### Records shown
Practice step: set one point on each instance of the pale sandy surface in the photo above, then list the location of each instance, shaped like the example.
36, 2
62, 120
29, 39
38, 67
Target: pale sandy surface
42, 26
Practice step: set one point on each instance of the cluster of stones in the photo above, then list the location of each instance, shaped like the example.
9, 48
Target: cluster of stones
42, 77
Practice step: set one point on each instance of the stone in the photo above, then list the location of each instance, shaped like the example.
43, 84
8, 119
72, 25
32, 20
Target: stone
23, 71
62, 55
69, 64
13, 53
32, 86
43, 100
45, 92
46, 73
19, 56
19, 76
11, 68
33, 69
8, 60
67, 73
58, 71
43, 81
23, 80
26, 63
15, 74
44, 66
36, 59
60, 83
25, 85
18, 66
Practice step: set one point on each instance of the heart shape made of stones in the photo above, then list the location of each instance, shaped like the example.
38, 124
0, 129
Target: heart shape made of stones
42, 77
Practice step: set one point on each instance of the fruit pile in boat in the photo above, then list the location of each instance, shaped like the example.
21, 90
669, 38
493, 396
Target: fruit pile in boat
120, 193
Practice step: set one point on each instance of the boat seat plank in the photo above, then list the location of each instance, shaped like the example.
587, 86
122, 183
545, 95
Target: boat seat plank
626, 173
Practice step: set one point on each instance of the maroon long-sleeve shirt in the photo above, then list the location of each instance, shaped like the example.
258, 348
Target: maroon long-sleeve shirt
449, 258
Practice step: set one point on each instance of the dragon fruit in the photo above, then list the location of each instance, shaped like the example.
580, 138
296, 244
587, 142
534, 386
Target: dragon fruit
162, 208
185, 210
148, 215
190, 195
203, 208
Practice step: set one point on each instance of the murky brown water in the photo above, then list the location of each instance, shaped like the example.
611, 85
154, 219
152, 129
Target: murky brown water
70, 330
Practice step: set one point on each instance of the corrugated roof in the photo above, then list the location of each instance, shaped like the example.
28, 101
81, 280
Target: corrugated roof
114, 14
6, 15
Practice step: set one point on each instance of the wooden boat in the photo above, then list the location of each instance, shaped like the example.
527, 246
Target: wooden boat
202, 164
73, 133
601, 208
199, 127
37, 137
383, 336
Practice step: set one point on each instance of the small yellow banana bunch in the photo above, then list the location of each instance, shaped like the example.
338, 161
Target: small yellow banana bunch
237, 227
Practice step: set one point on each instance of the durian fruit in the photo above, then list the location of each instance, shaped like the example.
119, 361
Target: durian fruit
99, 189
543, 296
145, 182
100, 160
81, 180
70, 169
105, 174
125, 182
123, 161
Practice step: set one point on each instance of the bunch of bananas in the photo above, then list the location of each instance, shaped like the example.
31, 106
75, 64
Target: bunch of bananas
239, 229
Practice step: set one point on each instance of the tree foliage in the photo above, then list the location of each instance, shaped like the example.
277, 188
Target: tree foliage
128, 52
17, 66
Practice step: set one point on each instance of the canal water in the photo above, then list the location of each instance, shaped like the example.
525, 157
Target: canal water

### What you have to do
Starting at the line with "Practice step: set one point on each instance of the dragon", copy every line up to and including the last one in the entries above.

### Result for this task
Practice step: set one point on each instance of the dragon fruit in the photo above, then list the location of each instance, shaped like the example.
580, 138
296, 244
587, 142
534, 386
Target: dragon fruit
162, 208
185, 210
148, 215
190, 195
203, 208
Practice step: set one point on each instance of the murky brown water in the photo above, then list the location of each instance, shaped like the example.
611, 85
154, 219
152, 129
Target: murky brown water
70, 330
Practice step: set one point on each instance of the corrugated roof in the photo above, then list the location of each instance, shaped like the example.
28, 101
81, 280
Target: corrugated roof
114, 14
6, 15
Practice step: set one point on each instance of the wooden boat in the photo above, then list the location of each instance, shaped like the example.
527, 246
Target: wooden boat
202, 164
73, 133
601, 208
199, 127
37, 137
383, 336
Practice step: set one point on each instance of the small yellow banana bunch in the photo above, then list the location of each instance, shaped like the example.
338, 161
Target: small yellow banana bunch
237, 227
Practice step: set one point on each instance of the durian fruit in the photo above, then list the location of each instance, shaped like the example.
119, 361
Target: durian fruit
99, 189
543, 296
145, 182
100, 160
81, 180
70, 169
105, 174
125, 182
123, 161
Practice step: set one point on each instance of the bunch of bananas in the photo above, then list the location of each instance, shaped like the example.
31, 106
75, 64
Target: bunch of bananas
239, 229
Practice step: set one point on each instance of the tree foliage in the photo above, then list the location of each instance, shaped like the example.
277, 188
Target: tree foliage
128, 52
17, 66
Practice step: set one point on each instance of the canal water in the photo above, then list the location of each instance, shaped like the example.
525, 157
Target: canal water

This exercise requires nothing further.